The first approach, Laplace's approximation, is the simplest form of approximation for intractable Bayesian posteriors. However, its accuracy relies on the estimation of the posterior covariance matrix. I study the visualization of the misfit landscape in low-dimensional subspace and the low-rank approximations of the covariance for full waveform inversion (FWI). I demonstrate that a non-optimal Hessian's eigenvalues truncation for the low-rank approximation will affect the approximation accuracy of the standard deviation, leading to a biased statistical conclusion. Furthermore, I also demonstrate the propagation of uncertainties within the Bayesian physics-informed neural networks for hypocenter localization applications through this approach.

**Provided information**
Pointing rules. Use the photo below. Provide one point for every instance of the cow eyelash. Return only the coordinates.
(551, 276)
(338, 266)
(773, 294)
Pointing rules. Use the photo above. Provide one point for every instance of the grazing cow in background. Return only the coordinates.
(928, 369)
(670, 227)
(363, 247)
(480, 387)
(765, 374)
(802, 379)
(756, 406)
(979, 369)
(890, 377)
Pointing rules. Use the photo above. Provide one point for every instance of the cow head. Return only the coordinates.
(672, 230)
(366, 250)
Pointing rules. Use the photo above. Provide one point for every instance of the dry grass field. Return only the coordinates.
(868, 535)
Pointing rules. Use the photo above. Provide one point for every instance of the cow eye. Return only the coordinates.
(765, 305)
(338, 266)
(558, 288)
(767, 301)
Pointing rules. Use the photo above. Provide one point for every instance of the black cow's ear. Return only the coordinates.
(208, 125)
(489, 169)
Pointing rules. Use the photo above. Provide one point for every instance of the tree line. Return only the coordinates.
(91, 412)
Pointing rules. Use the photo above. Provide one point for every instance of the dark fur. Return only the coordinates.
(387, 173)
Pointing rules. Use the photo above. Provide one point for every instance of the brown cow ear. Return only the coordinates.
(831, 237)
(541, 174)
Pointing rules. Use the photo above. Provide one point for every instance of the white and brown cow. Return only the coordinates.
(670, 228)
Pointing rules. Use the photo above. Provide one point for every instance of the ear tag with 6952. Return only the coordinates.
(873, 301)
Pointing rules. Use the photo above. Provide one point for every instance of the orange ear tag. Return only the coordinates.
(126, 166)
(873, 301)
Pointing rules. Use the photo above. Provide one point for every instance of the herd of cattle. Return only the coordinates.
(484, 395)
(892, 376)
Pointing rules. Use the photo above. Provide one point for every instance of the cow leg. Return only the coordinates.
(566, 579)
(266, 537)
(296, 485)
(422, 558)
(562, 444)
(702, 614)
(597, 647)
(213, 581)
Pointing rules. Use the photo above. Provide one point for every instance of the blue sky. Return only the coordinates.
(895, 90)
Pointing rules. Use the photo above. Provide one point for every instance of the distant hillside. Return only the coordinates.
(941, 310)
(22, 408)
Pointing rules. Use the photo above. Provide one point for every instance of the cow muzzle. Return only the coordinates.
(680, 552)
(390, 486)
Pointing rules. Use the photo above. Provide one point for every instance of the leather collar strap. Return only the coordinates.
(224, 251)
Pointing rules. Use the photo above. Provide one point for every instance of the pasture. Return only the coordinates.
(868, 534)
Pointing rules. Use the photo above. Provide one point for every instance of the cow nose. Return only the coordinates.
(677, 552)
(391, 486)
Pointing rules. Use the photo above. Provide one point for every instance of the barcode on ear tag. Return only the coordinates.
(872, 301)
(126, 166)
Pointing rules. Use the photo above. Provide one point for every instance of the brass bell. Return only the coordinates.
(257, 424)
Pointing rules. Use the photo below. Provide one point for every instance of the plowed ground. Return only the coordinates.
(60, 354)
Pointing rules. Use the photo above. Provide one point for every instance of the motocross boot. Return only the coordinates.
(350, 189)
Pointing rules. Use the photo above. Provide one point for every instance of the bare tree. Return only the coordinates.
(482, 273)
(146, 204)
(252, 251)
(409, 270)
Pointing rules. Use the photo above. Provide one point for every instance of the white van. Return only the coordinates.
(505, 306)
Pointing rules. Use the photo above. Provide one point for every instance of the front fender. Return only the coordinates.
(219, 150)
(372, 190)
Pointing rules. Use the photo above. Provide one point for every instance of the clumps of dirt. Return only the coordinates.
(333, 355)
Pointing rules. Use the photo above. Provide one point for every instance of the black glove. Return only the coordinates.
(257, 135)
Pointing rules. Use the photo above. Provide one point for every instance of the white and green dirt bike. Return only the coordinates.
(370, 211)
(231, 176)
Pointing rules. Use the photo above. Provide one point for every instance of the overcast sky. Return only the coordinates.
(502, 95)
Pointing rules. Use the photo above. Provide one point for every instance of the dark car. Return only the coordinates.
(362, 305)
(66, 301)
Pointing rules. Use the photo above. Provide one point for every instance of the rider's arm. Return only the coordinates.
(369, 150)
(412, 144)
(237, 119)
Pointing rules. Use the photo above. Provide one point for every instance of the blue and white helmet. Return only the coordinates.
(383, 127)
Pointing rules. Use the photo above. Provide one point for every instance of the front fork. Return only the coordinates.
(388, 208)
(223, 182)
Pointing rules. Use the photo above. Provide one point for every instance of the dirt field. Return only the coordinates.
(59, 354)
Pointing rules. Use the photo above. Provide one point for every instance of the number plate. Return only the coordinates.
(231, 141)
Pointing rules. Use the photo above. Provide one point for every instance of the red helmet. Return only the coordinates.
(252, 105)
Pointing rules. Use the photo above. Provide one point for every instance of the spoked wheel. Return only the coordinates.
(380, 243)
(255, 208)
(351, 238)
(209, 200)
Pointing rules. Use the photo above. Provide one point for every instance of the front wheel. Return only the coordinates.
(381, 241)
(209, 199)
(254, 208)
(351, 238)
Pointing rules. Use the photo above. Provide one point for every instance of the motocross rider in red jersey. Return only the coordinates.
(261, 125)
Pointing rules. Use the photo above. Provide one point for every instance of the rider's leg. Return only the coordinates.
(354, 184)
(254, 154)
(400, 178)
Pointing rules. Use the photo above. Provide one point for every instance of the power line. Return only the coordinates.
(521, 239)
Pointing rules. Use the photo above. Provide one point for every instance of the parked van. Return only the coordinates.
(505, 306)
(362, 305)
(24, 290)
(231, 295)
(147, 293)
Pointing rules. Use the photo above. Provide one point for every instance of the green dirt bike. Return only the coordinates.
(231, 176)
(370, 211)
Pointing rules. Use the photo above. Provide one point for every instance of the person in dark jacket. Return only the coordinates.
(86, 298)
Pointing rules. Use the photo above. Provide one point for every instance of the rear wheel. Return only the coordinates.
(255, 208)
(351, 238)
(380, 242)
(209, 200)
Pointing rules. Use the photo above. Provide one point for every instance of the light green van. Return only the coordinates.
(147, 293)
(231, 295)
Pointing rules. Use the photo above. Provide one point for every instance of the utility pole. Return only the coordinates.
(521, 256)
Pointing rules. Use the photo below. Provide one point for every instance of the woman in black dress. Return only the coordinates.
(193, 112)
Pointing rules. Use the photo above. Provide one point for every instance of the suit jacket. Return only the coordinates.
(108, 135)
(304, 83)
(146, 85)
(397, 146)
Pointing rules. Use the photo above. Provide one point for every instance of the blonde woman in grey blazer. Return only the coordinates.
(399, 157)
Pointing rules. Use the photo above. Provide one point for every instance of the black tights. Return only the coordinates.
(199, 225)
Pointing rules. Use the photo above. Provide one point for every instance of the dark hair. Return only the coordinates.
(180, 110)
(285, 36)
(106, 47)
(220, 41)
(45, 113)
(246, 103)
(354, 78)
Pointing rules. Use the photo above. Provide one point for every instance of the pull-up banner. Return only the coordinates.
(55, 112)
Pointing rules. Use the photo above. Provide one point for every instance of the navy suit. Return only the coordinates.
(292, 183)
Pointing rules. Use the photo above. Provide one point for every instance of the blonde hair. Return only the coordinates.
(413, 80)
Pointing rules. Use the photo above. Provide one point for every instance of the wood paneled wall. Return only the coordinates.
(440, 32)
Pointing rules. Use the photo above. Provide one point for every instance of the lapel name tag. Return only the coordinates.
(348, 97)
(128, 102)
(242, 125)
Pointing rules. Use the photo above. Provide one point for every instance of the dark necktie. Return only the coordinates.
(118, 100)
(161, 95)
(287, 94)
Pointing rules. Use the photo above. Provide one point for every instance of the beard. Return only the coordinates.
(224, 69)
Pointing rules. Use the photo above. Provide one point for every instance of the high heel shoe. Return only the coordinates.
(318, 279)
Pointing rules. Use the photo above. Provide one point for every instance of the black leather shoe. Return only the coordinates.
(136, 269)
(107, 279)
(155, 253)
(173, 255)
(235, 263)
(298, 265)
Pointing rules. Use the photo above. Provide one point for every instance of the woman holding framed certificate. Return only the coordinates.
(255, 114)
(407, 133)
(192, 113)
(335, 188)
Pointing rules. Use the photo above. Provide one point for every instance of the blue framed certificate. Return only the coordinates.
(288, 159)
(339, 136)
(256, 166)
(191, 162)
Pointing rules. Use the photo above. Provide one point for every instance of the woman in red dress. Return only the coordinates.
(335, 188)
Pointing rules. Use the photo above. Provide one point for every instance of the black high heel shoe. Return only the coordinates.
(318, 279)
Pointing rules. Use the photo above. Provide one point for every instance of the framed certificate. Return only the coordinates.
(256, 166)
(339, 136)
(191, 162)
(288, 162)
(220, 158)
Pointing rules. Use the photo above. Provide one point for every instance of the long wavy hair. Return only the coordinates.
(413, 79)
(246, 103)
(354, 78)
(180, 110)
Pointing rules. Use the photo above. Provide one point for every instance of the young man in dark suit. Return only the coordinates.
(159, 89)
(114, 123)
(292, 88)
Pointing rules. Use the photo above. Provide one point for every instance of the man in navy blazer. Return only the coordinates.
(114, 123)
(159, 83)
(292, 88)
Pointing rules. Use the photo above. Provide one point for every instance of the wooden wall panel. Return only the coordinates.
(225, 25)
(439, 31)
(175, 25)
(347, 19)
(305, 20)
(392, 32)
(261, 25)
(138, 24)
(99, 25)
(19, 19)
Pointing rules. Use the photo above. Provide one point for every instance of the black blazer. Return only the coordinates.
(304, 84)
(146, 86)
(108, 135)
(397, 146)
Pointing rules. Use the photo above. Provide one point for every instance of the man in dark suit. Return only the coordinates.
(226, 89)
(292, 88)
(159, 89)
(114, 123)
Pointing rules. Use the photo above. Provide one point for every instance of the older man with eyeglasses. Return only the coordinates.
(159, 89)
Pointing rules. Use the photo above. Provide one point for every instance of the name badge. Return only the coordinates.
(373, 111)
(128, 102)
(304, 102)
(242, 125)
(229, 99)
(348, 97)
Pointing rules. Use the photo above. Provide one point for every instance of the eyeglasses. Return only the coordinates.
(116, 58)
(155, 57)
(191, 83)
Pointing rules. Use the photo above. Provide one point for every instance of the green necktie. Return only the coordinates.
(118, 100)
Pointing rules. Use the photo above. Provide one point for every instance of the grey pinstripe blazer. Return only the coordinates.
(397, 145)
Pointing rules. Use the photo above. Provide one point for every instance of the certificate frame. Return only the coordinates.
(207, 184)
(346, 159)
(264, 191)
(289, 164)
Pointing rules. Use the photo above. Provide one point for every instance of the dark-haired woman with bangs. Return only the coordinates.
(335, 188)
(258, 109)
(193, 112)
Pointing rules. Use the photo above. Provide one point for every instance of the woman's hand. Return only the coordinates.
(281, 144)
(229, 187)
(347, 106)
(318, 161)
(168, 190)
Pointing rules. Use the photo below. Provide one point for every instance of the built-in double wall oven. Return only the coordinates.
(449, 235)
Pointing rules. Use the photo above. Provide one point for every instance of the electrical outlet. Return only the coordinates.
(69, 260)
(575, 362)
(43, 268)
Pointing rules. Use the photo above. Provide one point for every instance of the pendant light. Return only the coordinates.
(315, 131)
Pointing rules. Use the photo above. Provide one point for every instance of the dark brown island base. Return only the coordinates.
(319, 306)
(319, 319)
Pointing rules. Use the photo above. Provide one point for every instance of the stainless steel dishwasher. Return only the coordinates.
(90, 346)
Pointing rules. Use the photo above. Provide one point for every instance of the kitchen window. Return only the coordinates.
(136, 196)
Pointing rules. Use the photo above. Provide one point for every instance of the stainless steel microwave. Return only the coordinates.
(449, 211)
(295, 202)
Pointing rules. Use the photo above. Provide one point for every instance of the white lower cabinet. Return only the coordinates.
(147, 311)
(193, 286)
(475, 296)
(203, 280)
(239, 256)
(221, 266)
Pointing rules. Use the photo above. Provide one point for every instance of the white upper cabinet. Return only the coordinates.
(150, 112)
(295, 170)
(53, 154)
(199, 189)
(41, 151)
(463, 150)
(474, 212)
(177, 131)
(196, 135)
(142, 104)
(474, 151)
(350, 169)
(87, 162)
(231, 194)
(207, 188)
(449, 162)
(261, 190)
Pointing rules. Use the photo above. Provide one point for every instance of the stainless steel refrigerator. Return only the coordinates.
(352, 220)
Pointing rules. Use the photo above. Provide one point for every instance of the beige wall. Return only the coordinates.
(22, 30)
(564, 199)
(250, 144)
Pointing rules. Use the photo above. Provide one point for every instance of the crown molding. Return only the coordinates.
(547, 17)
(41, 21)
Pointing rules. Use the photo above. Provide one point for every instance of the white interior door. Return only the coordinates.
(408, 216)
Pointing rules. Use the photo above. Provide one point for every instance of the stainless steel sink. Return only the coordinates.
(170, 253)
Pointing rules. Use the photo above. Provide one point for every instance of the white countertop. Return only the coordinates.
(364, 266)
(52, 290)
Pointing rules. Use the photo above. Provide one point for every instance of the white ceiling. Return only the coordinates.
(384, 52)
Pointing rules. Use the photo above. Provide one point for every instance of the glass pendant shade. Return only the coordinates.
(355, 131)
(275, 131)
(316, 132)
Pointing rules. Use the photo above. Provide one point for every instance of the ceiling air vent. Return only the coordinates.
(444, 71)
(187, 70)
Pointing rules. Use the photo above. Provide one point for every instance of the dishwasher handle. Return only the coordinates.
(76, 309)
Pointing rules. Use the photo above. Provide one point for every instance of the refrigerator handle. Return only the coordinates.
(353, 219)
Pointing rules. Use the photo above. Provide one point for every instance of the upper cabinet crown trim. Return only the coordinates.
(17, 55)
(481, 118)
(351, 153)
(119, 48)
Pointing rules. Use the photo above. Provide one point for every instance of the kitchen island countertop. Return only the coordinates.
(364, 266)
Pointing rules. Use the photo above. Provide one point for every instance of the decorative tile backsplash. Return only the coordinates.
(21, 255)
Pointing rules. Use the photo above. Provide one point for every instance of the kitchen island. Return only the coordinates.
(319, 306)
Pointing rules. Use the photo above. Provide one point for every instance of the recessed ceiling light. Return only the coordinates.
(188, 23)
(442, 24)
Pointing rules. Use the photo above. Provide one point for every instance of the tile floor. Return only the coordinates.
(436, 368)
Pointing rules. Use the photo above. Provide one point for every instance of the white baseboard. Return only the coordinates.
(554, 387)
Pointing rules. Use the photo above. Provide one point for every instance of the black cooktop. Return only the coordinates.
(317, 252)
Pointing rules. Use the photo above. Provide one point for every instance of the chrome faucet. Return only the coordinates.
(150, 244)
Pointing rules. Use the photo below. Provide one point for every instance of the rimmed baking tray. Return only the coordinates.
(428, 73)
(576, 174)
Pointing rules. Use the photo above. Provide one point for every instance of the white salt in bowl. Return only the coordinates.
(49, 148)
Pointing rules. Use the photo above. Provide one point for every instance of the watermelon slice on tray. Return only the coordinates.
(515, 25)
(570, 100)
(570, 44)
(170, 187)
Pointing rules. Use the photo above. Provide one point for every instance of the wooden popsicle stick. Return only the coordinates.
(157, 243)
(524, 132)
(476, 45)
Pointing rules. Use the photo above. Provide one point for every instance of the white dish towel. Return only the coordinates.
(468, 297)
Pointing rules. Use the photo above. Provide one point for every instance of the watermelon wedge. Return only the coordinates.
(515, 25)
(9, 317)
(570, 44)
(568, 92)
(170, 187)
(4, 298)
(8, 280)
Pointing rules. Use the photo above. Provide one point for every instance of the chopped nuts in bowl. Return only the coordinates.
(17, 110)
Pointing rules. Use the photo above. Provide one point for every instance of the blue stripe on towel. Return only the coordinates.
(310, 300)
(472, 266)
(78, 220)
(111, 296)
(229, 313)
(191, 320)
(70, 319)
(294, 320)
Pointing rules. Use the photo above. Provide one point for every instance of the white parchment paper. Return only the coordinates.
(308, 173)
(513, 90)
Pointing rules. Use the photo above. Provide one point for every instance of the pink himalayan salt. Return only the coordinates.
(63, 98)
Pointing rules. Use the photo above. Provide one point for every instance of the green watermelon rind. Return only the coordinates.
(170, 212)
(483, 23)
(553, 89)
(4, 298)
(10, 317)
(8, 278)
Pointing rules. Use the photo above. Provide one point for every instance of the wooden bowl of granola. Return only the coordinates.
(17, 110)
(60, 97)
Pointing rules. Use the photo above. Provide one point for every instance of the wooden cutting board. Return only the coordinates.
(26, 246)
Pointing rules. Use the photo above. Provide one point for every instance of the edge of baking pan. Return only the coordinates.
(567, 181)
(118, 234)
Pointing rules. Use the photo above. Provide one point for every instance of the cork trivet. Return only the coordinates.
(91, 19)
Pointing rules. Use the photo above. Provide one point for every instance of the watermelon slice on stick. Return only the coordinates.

**Assignment A**
Pull out the part of the passage on Laplace's approximation that runs from "The first approach, Laplace's" up to and including "through this approach.", word for word.
**Assignment B**
Extend the passage on Laplace's approximation and full waveform inversion with new sentences that pick up after its final line.

**Expected output A**
The first approach, Laplace's approximation, is the simplest form of approximation for intractable Bayesian posteriors. However, its accuracy relies on the estimation of the posterior covariance matrix. I study the visualization of the misfit landscape in low-dimensional subspace and the low-rank approximations of the covariance for full waveform inversion (FWI). I demonstrate that a non-optimal Hessian's eigenvalues truncation for the low-rank approximation will affect the approximation accuracy of the standard deviation, leading to a biased statistical conclusion. Furthermore, I also demonstrate the propagation of uncertainties within the Bayesian physics-informed neural networks for hypocenter localization applications through this approach.

**Expected output B**
For the MCMC approach, I develop approximate Langevin MCMC algorithms that provide fast sampling at efficient computational costs for large-scale Bayesian FWI; however, this inflates the variance due to asymptotic bias. To account for this asymptotic bias and assess their sample quality, I introduce the kernelized Stein discrepancy (KSD) as a diagnostic tool. When larger computational resources are available, exact MCMC algorithms (i.e., with a Metropolis-Hastings criterion) should be favored for an accurate posterior distribution statistical analysis.
For the variational Bayesian inference, I propose a regularized variational inference framework that performs posterior inference by implicitly regularizing the Kullback-Leibler divergence loss with a deep denoiser through a Plug-and-Play method. I also developed Plug-and-Play Stein Variational Gradient Descent (PnP-SVGD), a novel algorithm to sample the regularized posterior distribution. The PnP-SVGD demonstrates its ability to produce high-resolution, trustworthy samples representative of the subsurface structures for a post-stack seismic inversion application.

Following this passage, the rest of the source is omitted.